- Consigne a -
Selon l'extrait, qui est le rapporteur dans cette affaire ?

- Extrait -

━━━━━━━━━━━━━━━━━━━━━━━━━━━━━━

Décisions
Cass. com., 24 janvier 2024, n° 22-12.340
COUR DE CASSATION
Arrêt
Rejet
COMPOSITION DE LA JURIDICTION
Président :
M. Vigneau
Rapporteur :
Mme Lefeuvre
Avocats :
SCP Piwnica et Molinié, SARL Boré, Salve de Bruneton et Mégret
Faits et procédure
1. Selon l'arrêt attaqué (Paris, 18 novembre 2021), M. [W] et la société cabinet RG sont les commissaires aux comptes de, respectivement, la société Chestone France, ayant pour président M. [E], et la société Immobilière FDN, ayant pour président M. [T].
2. Soutenant que des fraudes dont elles avaient été victimes n'avaient pu être commises qu'en raison de manquements de leurs commissaires aux comptes dans l'exercice de leur mission, les sociétés Chestone France et Immobilière FDN les ont assignés aux fins de voir prononcer leur relèvement.
3. Parallèlement à cette instance, neuf sociétés du groupe Massena, auquel appartiennent les sociétés Chestone France et Immobilière FDN, ont assigné M. [W] et la société cabinet RG en responsabilité professionnelle.

━━━━━━━━━━━━━━━━━━━━━━━━━━━━━━

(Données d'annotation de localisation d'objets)
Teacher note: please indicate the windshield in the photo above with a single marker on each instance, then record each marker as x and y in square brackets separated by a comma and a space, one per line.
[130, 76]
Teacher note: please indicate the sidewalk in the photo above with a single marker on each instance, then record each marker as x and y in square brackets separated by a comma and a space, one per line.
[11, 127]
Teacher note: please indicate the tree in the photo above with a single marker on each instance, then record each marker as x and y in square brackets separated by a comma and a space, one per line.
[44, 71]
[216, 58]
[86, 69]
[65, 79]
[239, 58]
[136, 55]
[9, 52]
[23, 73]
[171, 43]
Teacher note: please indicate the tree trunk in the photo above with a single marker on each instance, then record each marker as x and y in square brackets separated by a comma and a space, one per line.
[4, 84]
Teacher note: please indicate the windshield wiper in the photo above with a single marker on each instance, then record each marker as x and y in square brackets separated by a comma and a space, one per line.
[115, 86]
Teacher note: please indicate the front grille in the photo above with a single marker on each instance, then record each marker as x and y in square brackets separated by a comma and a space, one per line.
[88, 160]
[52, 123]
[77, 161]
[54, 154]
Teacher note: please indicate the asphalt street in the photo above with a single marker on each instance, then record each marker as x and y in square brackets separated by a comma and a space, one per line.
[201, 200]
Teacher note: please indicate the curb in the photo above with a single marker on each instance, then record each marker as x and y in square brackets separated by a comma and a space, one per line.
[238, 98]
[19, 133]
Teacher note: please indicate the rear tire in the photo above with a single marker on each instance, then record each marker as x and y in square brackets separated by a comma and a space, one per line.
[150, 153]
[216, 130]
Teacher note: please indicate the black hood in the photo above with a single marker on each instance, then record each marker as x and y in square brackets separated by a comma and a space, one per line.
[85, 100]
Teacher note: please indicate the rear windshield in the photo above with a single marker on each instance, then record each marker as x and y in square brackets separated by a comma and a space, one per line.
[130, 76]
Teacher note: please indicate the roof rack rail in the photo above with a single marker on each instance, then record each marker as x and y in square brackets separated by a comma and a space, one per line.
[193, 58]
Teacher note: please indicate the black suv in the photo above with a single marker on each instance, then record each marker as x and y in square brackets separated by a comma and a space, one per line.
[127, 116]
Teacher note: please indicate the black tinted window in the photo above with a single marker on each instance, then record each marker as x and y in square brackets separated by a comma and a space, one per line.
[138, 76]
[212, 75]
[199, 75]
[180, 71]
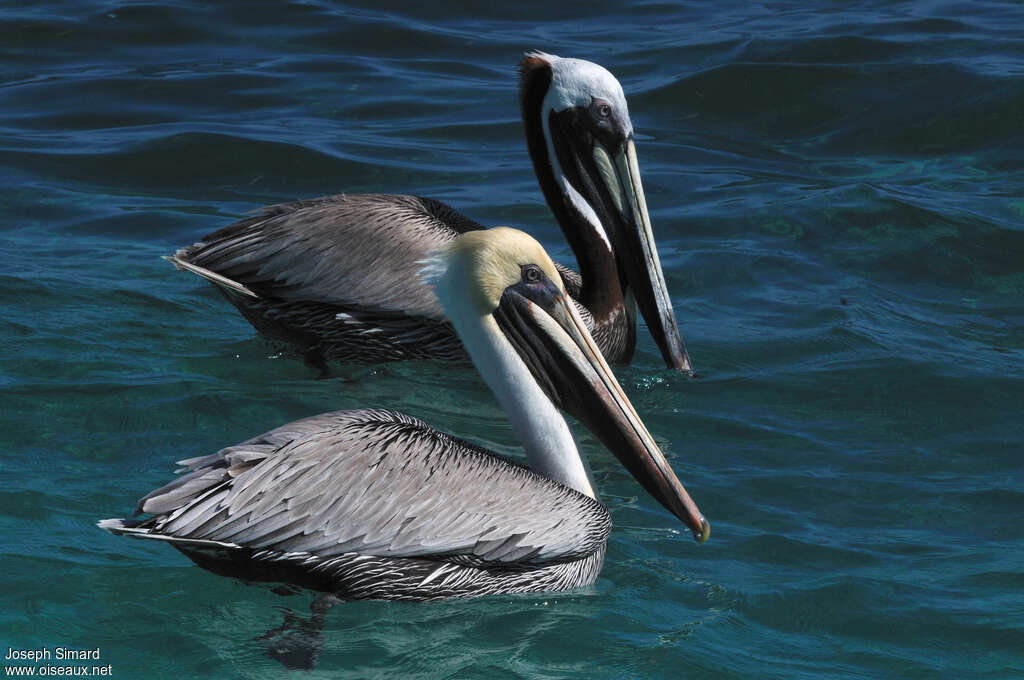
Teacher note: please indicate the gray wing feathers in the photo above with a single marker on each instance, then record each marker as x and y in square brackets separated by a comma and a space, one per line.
[380, 483]
[358, 250]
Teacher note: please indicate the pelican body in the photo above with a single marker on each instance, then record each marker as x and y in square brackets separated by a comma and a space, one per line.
[375, 504]
[335, 278]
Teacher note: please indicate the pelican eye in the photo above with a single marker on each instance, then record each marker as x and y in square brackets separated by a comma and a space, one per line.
[531, 273]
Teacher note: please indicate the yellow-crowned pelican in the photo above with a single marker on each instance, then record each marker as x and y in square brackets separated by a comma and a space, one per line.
[375, 504]
[335, 277]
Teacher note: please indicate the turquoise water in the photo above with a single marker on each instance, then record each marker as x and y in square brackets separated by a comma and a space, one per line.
[838, 195]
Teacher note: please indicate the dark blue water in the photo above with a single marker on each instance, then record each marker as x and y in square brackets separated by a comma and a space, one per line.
[838, 195]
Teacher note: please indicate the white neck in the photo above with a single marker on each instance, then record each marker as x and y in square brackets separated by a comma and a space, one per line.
[574, 198]
[538, 424]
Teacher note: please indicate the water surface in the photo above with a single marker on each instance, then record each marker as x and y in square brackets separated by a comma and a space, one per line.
[837, 194]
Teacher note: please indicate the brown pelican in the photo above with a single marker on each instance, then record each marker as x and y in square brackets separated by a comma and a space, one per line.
[375, 504]
[335, 277]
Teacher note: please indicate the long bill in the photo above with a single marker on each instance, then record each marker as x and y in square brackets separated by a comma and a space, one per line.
[553, 341]
[636, 251]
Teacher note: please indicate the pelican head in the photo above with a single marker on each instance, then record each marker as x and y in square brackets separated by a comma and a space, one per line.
[509, 306]
[581, 139]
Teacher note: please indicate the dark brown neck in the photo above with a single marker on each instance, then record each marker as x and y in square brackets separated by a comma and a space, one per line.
[601, 292]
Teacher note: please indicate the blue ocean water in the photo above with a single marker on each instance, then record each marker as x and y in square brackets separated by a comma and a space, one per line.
[838, 194]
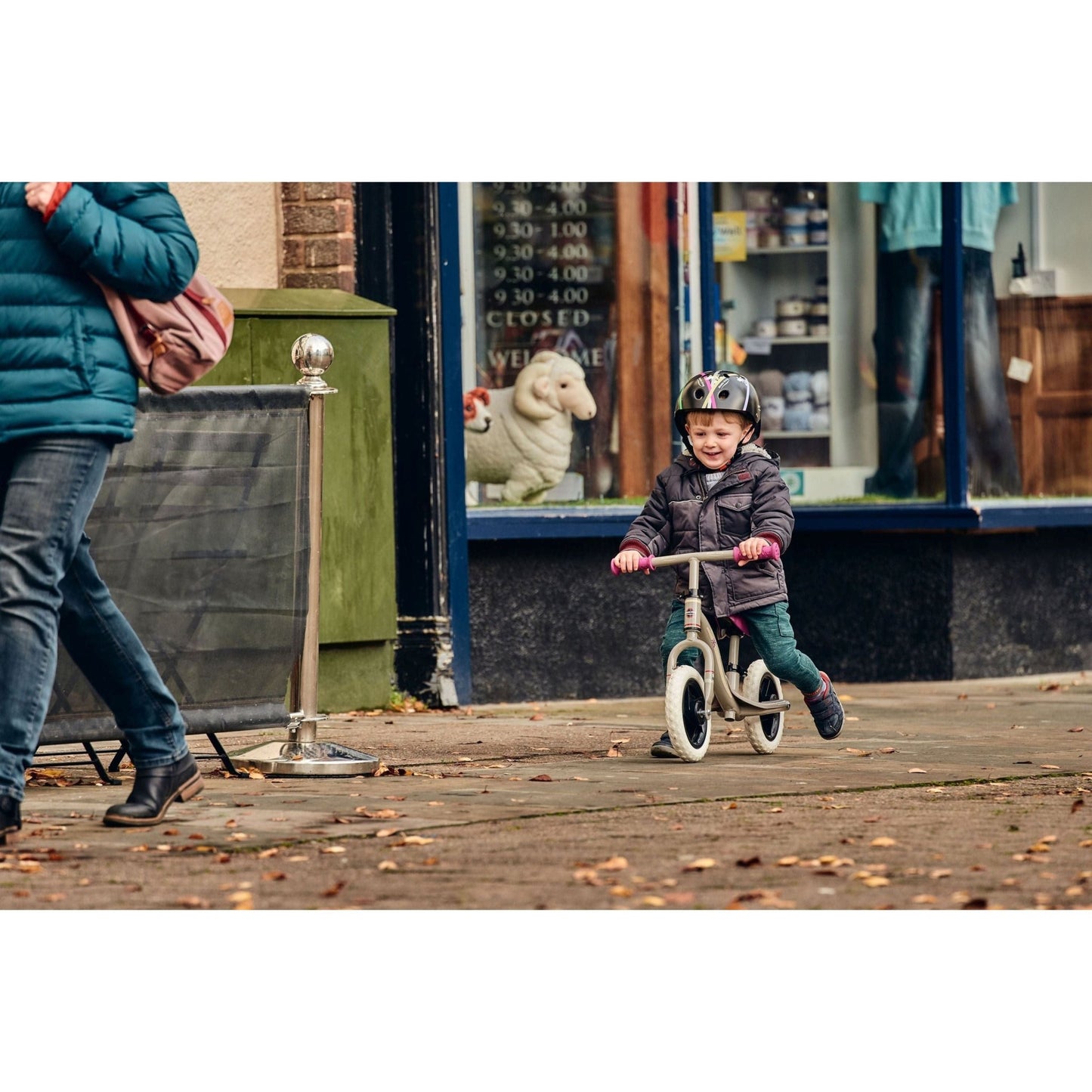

━━━━━━━━━━━━━━━━━━━━━━━━━━━━━━

- Consigne b -
Indiquez le nombre de lignes des rangées qui contiennent le mot "body", sans rien ajouter.

- Réponse a -
Mme Lefeuvre.

- Réponse b -
1